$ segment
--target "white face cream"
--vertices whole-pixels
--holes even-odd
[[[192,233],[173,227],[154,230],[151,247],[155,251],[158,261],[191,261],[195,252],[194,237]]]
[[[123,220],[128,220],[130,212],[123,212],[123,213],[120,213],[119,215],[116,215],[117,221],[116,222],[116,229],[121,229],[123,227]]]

▶ [Задача]
Продублируйте все строки выше без единого изменения.

▶ [Ответ]
$ segment
--target "white face cream"
--vertices whole-pixels
--holes even-odd
[[[192,233],[173,227],[154,230],[151,247],[155,251],[158,261],[191,261],[195,252],[194,237]]]
[[[123,220],[128,220],[130,212],[123,212],[123,213],[120,213],[119,215],[116,215],[117,221],[116,222],[116,229],[121,229],[123,227]]]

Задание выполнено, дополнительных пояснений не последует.